** Instructions **
#1 Decide whether each statement agrees with the article on embracing risk: (a) men outnumber women in rated chess play by roughly 23 to 1; (b) the author presents the full analysis in the article; (c) the colleague argued that women are better than men at chess. Give yes or no for each, with the deciding words of the article quoted.
#2 Continue the article on embracing risk, starting after its last sentence.

** Selection **
-- Begin --

Embracing Risk Part II: Self-fulfilling Prophecies
Risk-intolerant investing drives a negative feedback loop that causes real underperformance
This article is a companion piece to my recent article “Embracing Risk”. While not strictly necessary, if you have not already, I encourage you to read that one first to place some of the ideas presented here in context.
You have probably heard, at some point, that Canadian startups on average raise less money and return smaller multiples for investors than American startups. The Logic gets into it, as do many others. The natural but probably wrong conclusion is that Canadian startups are less capable, in some sense, than their American counterparts. The problem with the simplistic conclusion relates to sample size.
Once upon a time, I got into a friendly argument with a colleague over chess rating statistics while drinking the truly awful beer that fuels grad school. Their assertion was that, given that men make up the vast majority of top-ranked chess players globally, men must be better than women at chess. I disagreed, on the grounds that there are far fewer women who play chess professionally than men, and that one would expect that underrepresentation to be reflected at all levels of play.
Being the nerd that I am, I had to prove my assertion with data to satisfy my own curiosity. You can see the ensuing Stack Exchange thread here. I will not reproduce the analysis, but in a nutshell, the data bore out my argument. Men outnumber women in rated chess play by a ratio of about 23:1. When you sample a distribution, the number of outliers you will draw increases with the number of samples you draw, and so you expect that the top spots to be dominated by samples from the larger population.

-- End --

** Dataset **
-- Begin --

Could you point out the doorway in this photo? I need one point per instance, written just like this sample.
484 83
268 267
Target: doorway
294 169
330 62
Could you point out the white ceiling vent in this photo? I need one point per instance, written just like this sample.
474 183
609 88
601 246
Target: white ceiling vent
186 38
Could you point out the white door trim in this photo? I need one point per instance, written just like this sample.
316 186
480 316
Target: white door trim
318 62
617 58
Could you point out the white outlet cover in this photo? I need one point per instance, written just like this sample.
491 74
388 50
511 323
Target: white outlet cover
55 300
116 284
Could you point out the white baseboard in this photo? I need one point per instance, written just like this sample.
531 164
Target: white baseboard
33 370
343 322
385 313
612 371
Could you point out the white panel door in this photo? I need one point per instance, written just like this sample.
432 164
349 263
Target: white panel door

-- End --

** Responses to the exercise **
#1
(a) Yes: "Men outnumber women in rated chess play by a ratio of about 23:1."
(b) No: "I will not reproduce the analysis"
(c) No: "men must be better than women at chess."

#2
When comparing outlier performance between two populations, it is not enough to simply compare directly and conclude that the population that has more and larger outliers is represented by a different underlying distribution with a larger average, unless you are certain that the sample sizes are the same. Even two samples drawn from the same underlying population can exhibit significantly different performances when sample sizes differ.
[[As an aside, the quick and dirty analysis I did at the time suggests that top-10-ranked women actually tend to overperform expectations once sample size effects were accounted for. To put this in more concrete terms, all else being equal (which is to say, if the imbalance between men and women remains the same as it currently is), we expect a Magnus Carlsen-level male chess player to be born every 30 years or so. In contrast, given the level of underrepresentation of woman among grandmaster chess players, Judit Polgár is a once-in-a-millennium chess mind.]]
Under-sampling creates an illusion of relative underperformance
The demonstration of the impact of chess ratings suggests that we should be very careful with comparison of population outliers, which are what matters when considering startups. Given that there are fewer Canadian startups than there are American ones, and given further that startup performance is dominated by outliers, we are likely making the same mistake as many do when considering chess performance. Apparent Canadian startup underperformance relative to American startups may simply be a sample size effect.
In other words, it can be true both that American startups and Canadian startups are equally performant (in the sense of being drawn from the same underlying value distribution), and that a Canadian startup will probably never be top-ranked by valuation at any given time when considering both ecosystems together. The resolution of the apparent contradiction lies in the fact that there are just more American startups than there are Canadian ones.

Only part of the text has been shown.